### Exercise brief
Lay out the stretch of entries from the line containing "Could you please drop a point on the blonde" through the end of the entries as a two-column CSV, using the headers entry_text and answer. Give one row per entry, put each field in double quotes, and replace any line breaks inside a field with spaces. Omit the pictures from the output.

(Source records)
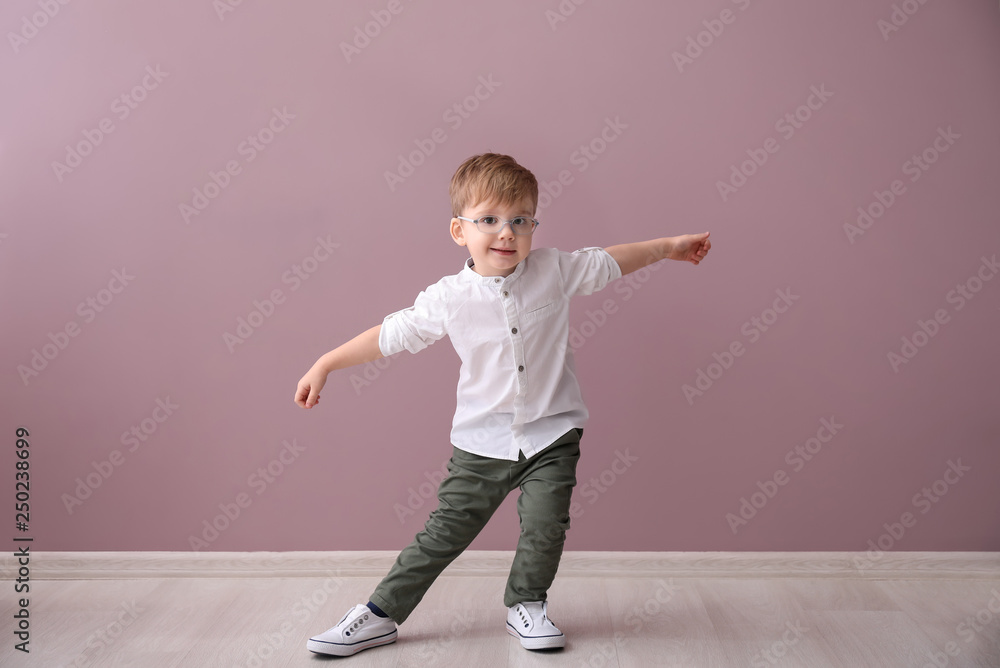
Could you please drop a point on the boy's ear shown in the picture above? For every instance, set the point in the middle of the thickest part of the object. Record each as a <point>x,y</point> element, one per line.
<point>457,233</point>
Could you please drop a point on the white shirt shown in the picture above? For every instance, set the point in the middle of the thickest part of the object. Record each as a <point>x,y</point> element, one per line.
<point>517,386</point>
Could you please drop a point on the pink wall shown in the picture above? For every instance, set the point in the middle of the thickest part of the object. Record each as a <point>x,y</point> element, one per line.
<point>318,178</point>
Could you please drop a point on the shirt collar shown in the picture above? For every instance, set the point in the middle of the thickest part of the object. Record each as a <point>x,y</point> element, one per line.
<point>470,274</point>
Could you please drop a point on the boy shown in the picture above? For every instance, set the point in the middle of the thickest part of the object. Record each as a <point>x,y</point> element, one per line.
<point>519,415</point>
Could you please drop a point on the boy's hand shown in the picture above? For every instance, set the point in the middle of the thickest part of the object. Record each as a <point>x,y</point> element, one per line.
<point>307,393</point>
<point>690,247</point>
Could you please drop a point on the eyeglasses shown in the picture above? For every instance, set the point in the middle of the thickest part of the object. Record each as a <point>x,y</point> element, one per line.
<point>494,224</point>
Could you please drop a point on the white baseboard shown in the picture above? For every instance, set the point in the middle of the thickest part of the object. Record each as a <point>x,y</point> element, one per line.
<point>859,565</point>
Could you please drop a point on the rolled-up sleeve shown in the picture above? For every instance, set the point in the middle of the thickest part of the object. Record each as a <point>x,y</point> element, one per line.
<point>587,270</point>
<point>418,326</point>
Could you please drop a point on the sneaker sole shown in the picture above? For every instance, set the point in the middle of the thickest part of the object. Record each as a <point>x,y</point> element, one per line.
<point>544,642</point>
<point>340,649</point>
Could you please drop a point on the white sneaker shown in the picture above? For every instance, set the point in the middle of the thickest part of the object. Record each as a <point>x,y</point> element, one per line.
<point>530,622</point>
<point>359,629</point>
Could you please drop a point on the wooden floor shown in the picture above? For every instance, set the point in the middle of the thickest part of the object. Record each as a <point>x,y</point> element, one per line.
<point>632,618</point>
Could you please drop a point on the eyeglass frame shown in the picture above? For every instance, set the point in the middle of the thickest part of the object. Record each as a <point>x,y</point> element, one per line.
<point>509,223</point>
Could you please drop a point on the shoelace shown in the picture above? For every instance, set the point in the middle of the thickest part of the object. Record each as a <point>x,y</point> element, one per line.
<point>521,610</point>
<point>358,623</point>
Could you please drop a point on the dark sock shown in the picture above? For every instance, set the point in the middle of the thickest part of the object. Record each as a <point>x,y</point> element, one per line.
<point>377,610</point>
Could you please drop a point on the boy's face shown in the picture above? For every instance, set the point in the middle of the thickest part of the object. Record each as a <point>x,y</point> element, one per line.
<point>487,249</point>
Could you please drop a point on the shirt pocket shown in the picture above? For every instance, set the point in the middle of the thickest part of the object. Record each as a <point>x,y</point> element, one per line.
<point>541,308</point>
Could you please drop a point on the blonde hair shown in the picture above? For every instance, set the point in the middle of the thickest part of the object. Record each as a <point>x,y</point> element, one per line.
<point>491,177</point>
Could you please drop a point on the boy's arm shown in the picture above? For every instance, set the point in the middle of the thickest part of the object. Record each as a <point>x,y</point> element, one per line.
<point>689,247</point>
<point>362,348</point>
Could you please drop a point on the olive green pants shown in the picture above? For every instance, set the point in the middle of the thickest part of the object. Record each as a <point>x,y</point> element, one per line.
<point>467,499</point>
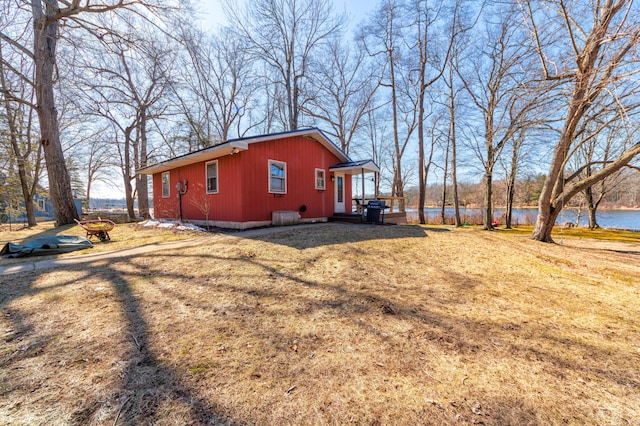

### Written response
entry_text,answer
"Could you please drop a point on the blonde hair shown in the picture above? For every instance, set the point in the middle of the thickest part of the object. Record each as a <point>x,y</point> element, one per line.","<point>491,177</point>"
"Could you please drop a point on the boy's arm shown in the picture above? For every instance, set the point in the middle of the thickest part of the object. Record each as a <point>x,y</point> element, one per line.","<point>689,247</point> <point>362,348</point>"
"Could you please drop a point on the olive green pants shown in the picture above? For every instance, set the point in the middle of the thickest part of the object. Record each as a <point>x,y</point> element, one per line.","<point>467,499</point>"